* SOURCE TEXT
──────────

We are familiar with the concept that oral anticoagulants, by inhibiting the recycling of vitamin K epoxide into its quinone form, might interfere with the functioning of glutamate-containing proteins not associated with hemostasis, in particular matrix Gla-protein, the potent inhibitor of soft tissue calcification, and osteocalcin, promoter of bone formation. The use of coumarins has increased rapidly in the last 15 years following the first publication that anticoagulation therapy is beneficial for thromboembolic prophylaxis in patients with atrial fibrillation.1 Long-term use of coumarins, in what are now large patient populations, has not firmly established a clinically significant association between therapy and risk of arterial calcification. Work in young rats has established that menaquinone (vitamin K2), but not phylloquinone (vitamin K1), has a protective effect against warfarin-induced arterial calcification, perhaps due to the preferential absorption of vitamin K2 by arterial vessel walls or its more efficient use by carboxylase enzymes.2  However, warfarin doses used in the rat model greatly exceed those received by human subjects on long-term anticoagulant therapy. We hold the view that the potential benefits, in terms of reducing bleeding risk (the consistently reported main adverse effect of oral anticoagulants), which we noted in response to supplementation with vitamin K1,3  outweigh the hypothetical risk of vascular calcification associated with the incremental rise (16% in our study) in warfarin dose.

While the absence of reports of long-term adverse effects in terms of clinically relevant harm from cardiovascular calcification in anticoagulated patients is reassuring, indirect evidence such as that menaquinone is inversely associated with severe aortic calcification as measured by lumbar spine x-ray in asymptomatic individuals,4  and the reported association between aortic valve calcification and oral anticoagulant (OA) therapy5  (although explainable as a marker of diseases for which treatment with OACs was commenced rather than a response to warfarin), merits further study. Any such investigation, however, will require a robustly designed trial (in terms of power and randomization and with relevant clinical outcomes in terms of coronary artery events, for example) to test the hypothesis that vitamin K2, through its longer half-life and greater arterial accumulation, has a greater benefit-risk ratio compared with K1.

The theoretical concerns, while worthy of exploration, should not discourage use of vitamin K1, in the meantime, to improve safety of anticoagulation in the unstable patient, or discourage further exploration of its role in anticoagulation population in general, where intraindividual variability in response makes regular anticoagulation monitoring a necessity.

Conflict-of-interest disclosure: The authors declare no competing financial interests.

──────────

* Dataset entries
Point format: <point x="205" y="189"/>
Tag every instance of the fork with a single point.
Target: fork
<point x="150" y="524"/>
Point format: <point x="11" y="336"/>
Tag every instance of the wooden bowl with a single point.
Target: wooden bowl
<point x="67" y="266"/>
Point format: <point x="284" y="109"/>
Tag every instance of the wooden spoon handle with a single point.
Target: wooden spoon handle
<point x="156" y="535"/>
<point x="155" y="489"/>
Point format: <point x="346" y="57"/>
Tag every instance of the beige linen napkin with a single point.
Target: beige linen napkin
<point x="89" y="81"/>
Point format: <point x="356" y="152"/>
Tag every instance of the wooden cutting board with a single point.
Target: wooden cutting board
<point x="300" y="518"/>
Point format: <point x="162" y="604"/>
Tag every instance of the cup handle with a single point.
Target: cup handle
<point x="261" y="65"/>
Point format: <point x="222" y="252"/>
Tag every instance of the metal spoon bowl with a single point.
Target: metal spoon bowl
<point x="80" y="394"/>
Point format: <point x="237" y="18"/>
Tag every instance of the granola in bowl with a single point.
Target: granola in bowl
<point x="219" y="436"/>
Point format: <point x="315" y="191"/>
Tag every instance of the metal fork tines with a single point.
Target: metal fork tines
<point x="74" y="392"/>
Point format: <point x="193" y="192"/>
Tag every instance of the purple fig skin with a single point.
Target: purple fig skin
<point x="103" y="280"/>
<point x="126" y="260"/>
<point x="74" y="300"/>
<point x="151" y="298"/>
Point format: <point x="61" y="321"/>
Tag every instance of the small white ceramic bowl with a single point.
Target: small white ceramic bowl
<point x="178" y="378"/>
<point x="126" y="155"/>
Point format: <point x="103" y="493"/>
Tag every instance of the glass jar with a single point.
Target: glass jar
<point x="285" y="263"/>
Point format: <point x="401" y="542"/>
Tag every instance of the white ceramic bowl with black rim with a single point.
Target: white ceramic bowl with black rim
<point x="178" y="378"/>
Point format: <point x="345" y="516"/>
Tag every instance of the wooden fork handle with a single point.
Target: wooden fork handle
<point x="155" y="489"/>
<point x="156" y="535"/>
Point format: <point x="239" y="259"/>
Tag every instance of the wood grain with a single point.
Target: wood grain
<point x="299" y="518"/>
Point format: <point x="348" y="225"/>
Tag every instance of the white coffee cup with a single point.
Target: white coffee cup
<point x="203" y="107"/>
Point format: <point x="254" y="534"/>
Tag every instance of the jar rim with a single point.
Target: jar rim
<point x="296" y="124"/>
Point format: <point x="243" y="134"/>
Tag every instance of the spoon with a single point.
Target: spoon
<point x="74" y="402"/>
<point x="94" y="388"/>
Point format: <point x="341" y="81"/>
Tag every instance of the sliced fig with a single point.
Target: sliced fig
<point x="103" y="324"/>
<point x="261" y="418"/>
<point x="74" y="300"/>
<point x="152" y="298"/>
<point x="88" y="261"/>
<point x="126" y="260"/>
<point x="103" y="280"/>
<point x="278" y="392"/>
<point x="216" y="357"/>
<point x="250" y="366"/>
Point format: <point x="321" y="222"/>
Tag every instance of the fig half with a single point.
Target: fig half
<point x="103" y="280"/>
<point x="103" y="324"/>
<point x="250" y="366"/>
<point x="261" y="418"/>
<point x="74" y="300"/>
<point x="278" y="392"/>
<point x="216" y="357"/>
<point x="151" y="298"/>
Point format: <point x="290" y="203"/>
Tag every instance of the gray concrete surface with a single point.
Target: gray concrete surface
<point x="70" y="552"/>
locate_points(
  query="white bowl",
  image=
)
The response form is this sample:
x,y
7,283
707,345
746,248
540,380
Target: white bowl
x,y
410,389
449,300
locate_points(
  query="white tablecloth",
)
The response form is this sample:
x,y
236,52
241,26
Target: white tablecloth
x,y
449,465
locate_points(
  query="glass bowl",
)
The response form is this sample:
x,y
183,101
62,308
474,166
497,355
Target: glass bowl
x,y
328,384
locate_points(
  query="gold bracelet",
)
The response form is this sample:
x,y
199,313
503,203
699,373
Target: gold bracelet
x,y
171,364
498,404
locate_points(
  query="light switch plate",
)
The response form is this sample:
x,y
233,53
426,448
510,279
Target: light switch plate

──────────

* ASSIGNED TASK 1
Could you print the passage of the text on vitamin K and oral anticoagulants from "The theoretical concerns, while" up to and including "competing financial interests."?
* ASSIGNED TASK 2
How would you render this sentence from the text on vitamin K and oral anticoagulants in Spanish: "However, warfarin doses used in the rat model greatly exceed those received by human subjects on long-term anticoagulant therapy."
* ASSIGNED TASK 3
Answer these questions from the text on vitamin K and oral anticoagulants:
(a) By what percentage did the warfarin dose rise in the authors' study?
(b) In the work in young rats, which form of vitamin K had a protective effect against warfarin-induced arterial calcification?
(c) What do the authors declare about competing financial interests?

* WRITTEN ANSWER 1
The theoretical concerns, while worthy of exploration, should not discourage use of vitamin K1, in the meantime, to improve safety of anticoagulation in the unstable patient, or discourage further exploration of its role in anticoagulation population in general, where intraindividual variability in response makes regular anticoagulation monitoring a necessity.

Conflict-of-interest disclosure: The authors declare no competing financial interests.

* WRITTEN ANSWER 2
Sin embargo, las dosis de warfarina utilizadas en el modelo de rata superan con creces las que reciben los sujetos humanos en tratamiento anticoagulante a largo plazo.

* WRITTEN ANSWER 3
(a) 16%
(b) Menaquinone (vitamin K2)
(c) They declare no competing financial interests.